> The problem: Reproduce the following data verbatim, starting at its first line and ending at the line that contains "point(241, 204)", with both of those lines included.

── Data ──

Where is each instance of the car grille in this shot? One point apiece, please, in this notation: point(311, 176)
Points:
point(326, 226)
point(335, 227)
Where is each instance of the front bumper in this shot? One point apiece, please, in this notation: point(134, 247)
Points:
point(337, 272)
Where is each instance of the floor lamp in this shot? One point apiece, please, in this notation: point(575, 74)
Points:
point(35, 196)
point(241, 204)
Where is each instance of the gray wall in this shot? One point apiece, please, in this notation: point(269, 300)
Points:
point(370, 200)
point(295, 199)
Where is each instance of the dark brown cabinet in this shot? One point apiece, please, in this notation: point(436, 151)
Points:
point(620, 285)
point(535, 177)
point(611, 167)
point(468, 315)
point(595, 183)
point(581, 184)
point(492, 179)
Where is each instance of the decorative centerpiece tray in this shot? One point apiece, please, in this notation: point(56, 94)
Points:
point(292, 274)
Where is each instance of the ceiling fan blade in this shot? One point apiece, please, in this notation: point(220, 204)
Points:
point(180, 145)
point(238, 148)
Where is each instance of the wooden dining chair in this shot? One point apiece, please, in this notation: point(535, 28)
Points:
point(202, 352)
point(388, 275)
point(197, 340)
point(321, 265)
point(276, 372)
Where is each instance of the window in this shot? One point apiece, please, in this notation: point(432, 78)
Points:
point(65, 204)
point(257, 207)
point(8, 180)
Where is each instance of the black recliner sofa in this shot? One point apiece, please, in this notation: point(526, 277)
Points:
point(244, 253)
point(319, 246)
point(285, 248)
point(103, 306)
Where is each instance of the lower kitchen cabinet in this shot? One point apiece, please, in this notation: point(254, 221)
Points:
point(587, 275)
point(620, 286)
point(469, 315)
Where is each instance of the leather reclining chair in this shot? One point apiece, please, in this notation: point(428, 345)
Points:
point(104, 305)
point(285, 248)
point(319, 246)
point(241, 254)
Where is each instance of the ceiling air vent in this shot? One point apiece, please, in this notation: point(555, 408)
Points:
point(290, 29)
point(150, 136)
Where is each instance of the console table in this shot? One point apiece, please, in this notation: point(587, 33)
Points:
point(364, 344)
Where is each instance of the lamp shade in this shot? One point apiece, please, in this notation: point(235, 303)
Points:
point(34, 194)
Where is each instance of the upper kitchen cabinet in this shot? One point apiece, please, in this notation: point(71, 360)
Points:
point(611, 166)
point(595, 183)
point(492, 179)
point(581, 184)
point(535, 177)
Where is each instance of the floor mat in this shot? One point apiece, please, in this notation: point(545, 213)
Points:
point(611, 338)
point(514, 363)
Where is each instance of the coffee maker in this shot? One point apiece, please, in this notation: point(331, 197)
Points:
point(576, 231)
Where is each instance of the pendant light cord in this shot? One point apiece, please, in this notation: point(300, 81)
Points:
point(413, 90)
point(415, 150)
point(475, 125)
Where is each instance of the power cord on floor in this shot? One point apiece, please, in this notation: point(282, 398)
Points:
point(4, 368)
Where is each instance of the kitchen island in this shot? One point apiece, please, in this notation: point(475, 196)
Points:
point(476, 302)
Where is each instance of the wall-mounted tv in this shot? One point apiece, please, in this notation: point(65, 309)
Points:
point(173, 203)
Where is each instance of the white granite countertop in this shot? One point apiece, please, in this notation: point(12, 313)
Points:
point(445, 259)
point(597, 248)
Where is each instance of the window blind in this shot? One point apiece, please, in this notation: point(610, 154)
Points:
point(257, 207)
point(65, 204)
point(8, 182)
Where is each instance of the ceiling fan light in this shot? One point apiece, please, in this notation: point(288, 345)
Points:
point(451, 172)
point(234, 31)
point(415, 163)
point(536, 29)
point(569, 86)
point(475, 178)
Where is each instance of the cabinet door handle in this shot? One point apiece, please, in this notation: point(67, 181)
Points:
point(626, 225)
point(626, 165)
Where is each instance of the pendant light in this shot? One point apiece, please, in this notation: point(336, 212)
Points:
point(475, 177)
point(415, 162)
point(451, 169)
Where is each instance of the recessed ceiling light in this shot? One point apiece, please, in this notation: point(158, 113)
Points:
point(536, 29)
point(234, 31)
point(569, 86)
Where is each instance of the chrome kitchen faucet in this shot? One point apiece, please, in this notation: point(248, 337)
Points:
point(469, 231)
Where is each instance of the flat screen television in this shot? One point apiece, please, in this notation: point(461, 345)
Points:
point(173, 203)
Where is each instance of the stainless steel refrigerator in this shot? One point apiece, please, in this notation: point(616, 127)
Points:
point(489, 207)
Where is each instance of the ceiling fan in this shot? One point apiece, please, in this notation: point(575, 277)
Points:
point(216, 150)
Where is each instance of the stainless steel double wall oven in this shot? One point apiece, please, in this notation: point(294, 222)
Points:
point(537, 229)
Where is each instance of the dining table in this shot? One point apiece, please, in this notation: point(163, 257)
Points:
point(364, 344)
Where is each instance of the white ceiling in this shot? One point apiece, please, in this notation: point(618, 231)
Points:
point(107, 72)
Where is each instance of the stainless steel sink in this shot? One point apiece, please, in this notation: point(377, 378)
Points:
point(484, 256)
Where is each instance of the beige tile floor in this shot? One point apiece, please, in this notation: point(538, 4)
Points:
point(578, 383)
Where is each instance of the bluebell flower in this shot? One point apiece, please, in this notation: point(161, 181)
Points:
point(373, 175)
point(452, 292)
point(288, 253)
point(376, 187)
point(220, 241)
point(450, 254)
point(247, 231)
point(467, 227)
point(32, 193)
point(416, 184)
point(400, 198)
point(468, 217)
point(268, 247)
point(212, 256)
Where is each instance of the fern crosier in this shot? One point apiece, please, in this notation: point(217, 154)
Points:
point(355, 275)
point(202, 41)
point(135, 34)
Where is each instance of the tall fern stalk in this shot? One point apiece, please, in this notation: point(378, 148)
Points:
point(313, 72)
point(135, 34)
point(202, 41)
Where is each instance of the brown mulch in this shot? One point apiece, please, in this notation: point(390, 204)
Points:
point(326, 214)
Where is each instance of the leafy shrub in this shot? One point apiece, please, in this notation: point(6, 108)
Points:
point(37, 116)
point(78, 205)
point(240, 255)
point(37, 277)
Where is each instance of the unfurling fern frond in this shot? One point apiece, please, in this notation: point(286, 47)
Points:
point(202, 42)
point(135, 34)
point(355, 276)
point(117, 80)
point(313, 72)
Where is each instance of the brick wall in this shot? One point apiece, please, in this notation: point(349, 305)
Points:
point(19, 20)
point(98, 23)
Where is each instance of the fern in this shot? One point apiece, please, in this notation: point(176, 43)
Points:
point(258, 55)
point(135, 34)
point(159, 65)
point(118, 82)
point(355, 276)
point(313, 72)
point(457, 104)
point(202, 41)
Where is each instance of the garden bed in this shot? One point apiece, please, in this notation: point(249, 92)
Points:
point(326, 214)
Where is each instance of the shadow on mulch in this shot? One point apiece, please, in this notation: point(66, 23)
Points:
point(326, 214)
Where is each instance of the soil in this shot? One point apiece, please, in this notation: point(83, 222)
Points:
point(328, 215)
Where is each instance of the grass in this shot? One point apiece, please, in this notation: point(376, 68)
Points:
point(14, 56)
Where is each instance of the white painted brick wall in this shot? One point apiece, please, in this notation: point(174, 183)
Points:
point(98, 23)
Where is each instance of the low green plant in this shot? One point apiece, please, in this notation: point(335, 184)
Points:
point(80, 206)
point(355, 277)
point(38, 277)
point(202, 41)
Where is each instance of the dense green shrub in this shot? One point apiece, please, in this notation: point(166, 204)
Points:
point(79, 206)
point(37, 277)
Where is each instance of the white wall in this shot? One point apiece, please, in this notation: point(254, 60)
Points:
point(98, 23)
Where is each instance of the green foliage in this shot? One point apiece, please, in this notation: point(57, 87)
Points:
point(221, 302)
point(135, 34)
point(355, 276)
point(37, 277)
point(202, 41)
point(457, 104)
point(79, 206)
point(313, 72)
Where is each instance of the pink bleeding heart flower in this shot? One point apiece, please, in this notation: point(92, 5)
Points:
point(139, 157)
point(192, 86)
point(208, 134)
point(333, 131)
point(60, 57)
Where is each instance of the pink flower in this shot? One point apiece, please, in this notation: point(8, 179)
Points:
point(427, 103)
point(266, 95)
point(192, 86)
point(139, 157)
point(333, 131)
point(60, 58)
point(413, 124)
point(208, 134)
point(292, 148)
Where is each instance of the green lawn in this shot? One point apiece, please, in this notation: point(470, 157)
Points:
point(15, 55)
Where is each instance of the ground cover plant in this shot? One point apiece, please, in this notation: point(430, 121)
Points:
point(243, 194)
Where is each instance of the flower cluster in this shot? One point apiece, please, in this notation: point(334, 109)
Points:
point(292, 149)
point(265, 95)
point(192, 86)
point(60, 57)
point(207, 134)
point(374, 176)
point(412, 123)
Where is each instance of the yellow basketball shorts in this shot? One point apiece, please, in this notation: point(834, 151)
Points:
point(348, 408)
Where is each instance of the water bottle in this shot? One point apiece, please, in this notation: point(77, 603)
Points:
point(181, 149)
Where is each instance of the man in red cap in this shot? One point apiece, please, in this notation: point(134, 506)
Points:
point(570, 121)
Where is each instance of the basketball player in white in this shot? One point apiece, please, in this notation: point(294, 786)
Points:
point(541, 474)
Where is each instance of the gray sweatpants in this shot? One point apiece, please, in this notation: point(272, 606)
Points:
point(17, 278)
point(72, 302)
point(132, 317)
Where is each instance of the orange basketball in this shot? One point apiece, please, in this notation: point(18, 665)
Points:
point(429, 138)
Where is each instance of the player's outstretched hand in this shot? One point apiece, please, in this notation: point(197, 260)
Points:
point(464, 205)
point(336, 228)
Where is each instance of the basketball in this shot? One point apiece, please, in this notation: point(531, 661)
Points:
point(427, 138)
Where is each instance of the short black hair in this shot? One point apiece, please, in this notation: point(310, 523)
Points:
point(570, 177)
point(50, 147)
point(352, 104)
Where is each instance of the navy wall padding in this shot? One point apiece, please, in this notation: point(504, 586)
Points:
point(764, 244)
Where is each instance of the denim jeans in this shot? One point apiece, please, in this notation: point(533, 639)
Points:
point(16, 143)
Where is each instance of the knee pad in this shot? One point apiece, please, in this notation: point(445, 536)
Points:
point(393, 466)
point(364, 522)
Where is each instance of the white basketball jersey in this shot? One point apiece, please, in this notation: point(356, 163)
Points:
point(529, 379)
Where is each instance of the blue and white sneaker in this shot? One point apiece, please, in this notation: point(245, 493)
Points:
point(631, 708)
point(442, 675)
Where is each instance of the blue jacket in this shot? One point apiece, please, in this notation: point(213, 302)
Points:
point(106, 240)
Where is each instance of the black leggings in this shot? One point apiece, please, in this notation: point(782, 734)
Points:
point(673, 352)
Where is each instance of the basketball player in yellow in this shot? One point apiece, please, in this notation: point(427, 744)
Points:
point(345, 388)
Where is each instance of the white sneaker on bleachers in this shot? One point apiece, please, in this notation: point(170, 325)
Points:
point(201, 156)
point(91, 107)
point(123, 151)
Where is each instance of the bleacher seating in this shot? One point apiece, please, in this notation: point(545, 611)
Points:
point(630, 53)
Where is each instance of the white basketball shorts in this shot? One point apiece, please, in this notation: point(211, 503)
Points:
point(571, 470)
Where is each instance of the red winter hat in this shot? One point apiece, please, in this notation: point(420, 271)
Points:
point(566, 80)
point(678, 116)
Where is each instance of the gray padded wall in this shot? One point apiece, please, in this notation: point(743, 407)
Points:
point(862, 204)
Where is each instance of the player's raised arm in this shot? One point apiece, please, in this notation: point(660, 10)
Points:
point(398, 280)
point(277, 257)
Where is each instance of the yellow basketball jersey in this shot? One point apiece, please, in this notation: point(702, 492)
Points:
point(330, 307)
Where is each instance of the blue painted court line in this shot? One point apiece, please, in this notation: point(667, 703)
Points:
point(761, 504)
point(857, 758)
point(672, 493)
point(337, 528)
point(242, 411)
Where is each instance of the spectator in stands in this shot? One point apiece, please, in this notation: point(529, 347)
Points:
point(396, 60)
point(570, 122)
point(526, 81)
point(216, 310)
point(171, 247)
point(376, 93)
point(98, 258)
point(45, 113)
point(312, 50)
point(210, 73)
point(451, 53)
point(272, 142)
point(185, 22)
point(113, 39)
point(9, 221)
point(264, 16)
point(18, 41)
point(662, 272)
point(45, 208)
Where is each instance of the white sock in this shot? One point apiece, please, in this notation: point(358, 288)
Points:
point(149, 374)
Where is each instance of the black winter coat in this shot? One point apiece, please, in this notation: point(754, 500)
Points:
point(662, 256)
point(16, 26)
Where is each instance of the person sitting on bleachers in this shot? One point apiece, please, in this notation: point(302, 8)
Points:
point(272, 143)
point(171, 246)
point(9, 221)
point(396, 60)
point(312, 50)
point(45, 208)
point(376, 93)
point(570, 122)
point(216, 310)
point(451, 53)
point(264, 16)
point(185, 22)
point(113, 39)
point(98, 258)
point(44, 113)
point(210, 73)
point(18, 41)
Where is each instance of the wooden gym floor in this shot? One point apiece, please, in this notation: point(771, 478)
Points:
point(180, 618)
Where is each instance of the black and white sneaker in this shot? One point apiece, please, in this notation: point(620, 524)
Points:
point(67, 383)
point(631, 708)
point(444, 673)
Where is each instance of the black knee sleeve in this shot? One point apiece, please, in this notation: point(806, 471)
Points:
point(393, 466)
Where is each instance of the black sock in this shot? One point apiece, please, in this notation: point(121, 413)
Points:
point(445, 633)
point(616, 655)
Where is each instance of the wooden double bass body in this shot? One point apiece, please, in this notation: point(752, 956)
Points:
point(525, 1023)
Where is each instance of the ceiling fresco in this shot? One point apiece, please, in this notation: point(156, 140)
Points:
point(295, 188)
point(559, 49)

───

> Solution below:
Where is each instance of the car grille in this shot? One point apiece, please, in this notation: point(311, 176)
Points:
point(326, 226)
point(335, 227)
Where is each instance of the front bumper in this shot? One point apiece, please, in this notation: point(134, 247)
Points:
point(337, 272)
Where is each instance of the floor lamp in this shot? One point apiece, please, in this notation: point(575, 74)
Points:
point(35, 196)
point(241, 204)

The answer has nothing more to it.